» Given entries
☆ ☆ ☆

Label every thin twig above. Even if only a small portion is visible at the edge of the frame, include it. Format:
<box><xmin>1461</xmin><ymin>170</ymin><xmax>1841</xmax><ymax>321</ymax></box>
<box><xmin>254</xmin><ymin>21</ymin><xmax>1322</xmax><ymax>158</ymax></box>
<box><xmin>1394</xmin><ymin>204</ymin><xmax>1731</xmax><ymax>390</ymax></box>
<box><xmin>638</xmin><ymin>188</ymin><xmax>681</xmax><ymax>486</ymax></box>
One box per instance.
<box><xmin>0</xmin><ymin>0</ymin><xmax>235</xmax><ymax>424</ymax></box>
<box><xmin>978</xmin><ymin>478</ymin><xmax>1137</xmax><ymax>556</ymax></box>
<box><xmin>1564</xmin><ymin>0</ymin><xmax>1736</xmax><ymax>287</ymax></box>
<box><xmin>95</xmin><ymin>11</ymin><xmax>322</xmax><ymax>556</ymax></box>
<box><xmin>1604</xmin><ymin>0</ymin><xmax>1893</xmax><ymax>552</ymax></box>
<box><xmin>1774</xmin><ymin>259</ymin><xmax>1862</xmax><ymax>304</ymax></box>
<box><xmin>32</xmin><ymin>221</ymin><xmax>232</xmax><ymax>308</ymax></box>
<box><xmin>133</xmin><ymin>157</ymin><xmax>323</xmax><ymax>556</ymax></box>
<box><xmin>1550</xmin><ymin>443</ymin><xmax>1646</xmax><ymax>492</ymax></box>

☆ ☆ ☆

» About this exercise
All of the records need to be returned exactly as they are.

» Completed exercise
Label every thin twig above. Even if only a small portion is visible at the edge of the frame, include it. Format:
<box><xmin>1461</xmin><ymin>170</ymin><xmax>1841</xmax><ymax>321</ymax></box>
<box><xmin>254</xmin><ymin>21</ymin><xmax>1322</xmax><ymax>158</ymax></box>
<box><xmin>1394</xmin><ymin>204</ymin><xmax>1731</xmax><ymax>390</ymax></box>
<box><xmin>638</xmin><ymin>188</ymin><xmax>681</xmax><ymax>486</ymax></box>
One box per instance.
<box><xmin>0</xmin><ymin>0</ymin><xmax>235</xmax><ymax>424</ymax></box>
<box><xmin>978</xmin><ymin>478</ymin><xmax>1137</xmax><ymax>556</ymax></box>
<box><xmin>1564</xmin><ymin>0</ymin><xmax>1736</xmax><ymax>287</ymax></box>
<box><xmin>95</xmin><ymin>11</ymin><xmax>322</xmax><ymax>556</ymax></box>
<box><xmin>1604</xmin><ymin>0</ymin><xmax>1893</xmax><ymax>552</ymax></box>
<box><xmin>1774</xmin><ymin>259</ymin><xmax>1862</xmax><ymax>304</ymax></box>
<box><xmin>32</xmin><ymin>221</ymin><xmax>232</xmax><ymax>308</ymax></box>
<box><xmin>133</xmin><ymin>157</ymin><xmax>323</xmax><ymax>556</ymax></box>
<box><xmin>1550</xmin><ymin>443</ymin><xmax>1646</xmax><ymax>492</ymax></box>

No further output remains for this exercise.